## Start

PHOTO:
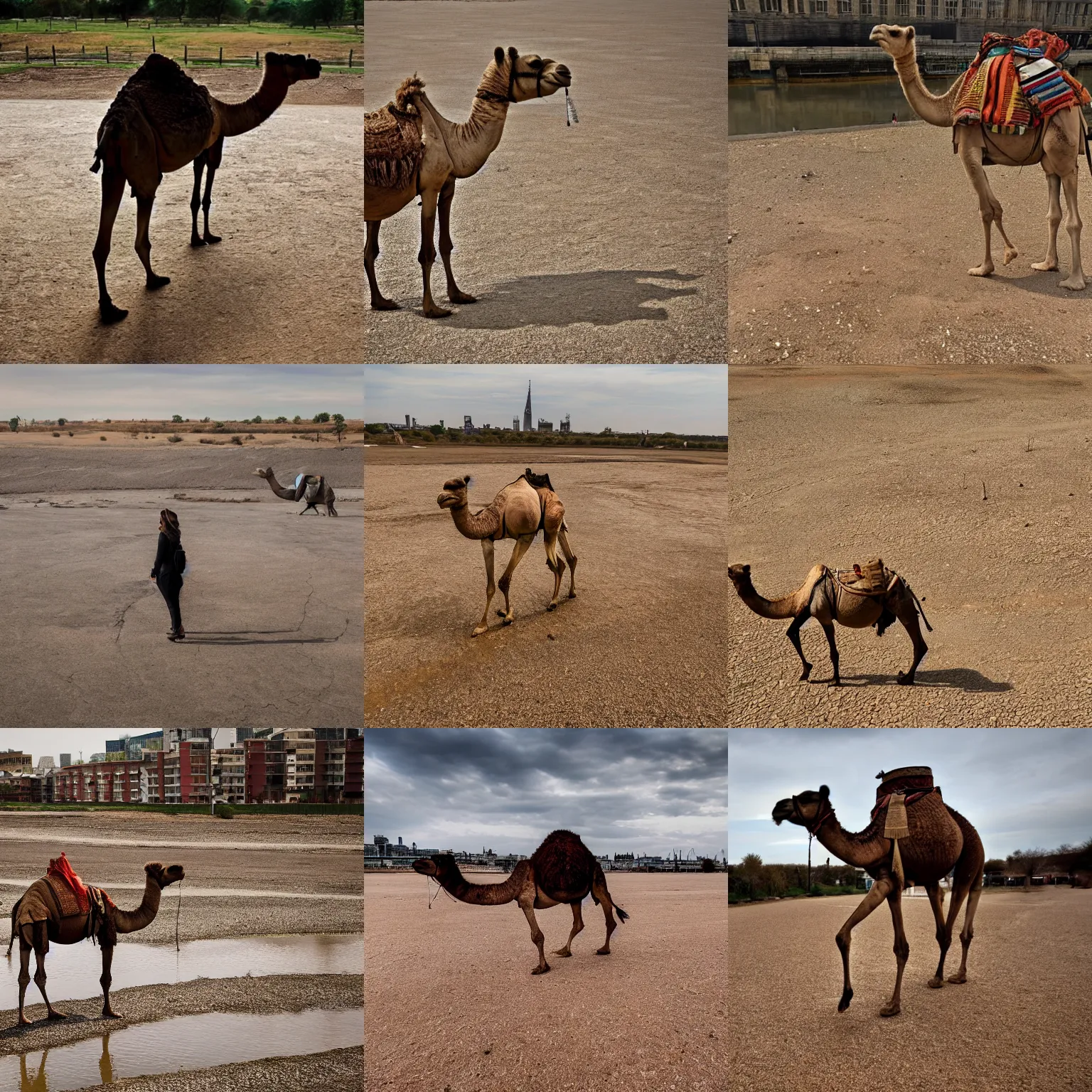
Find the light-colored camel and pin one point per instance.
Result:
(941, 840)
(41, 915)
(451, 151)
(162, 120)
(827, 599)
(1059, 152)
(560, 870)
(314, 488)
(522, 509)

## End
## Start

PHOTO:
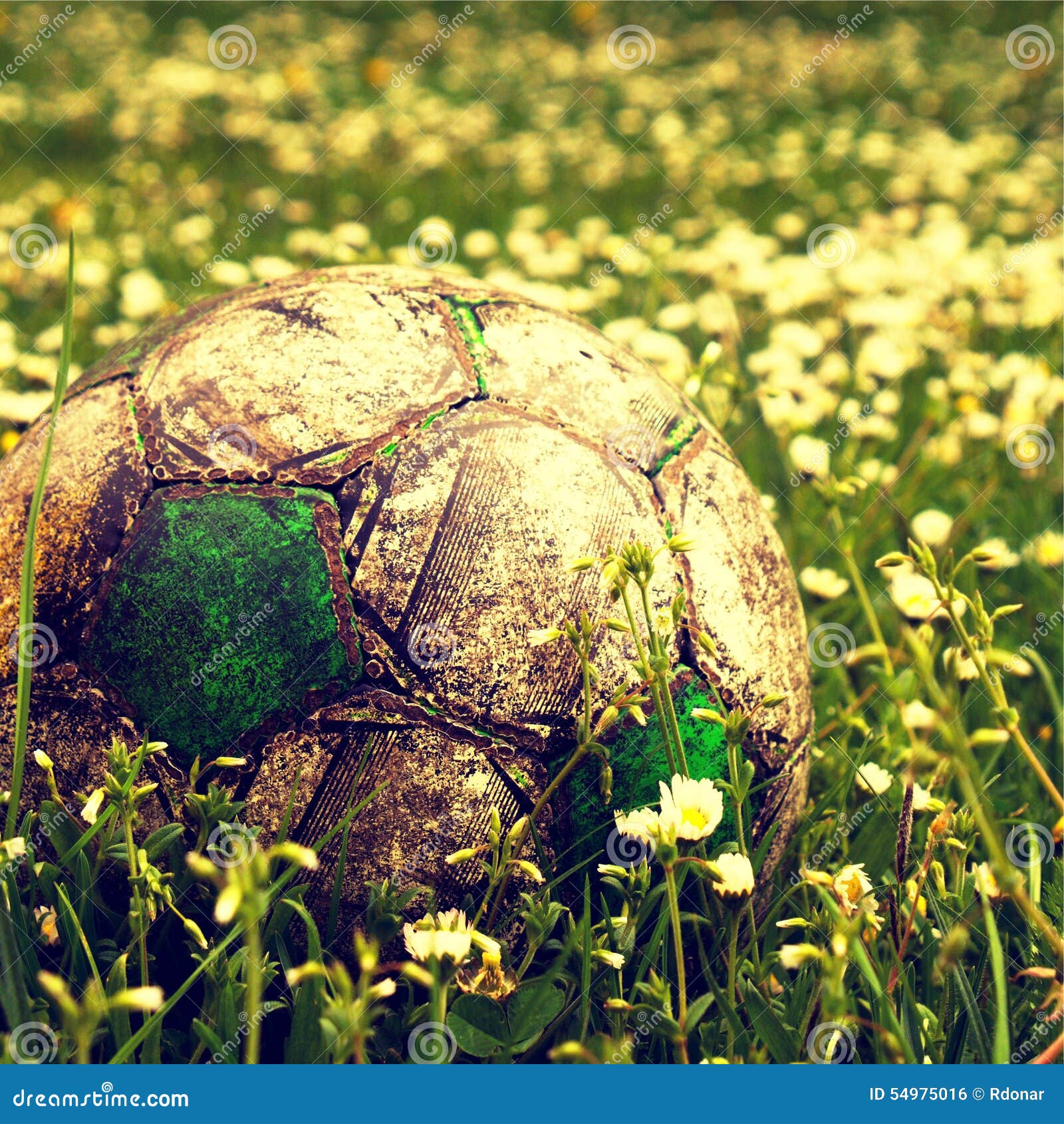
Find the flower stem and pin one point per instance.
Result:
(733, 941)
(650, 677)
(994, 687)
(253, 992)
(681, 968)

## End

Pull out each of the rows above that contains the word "point" and list those rows unchanged.

Find the light-colored camel and pin one point per instance.
Find the flower stem and pin one point per instance.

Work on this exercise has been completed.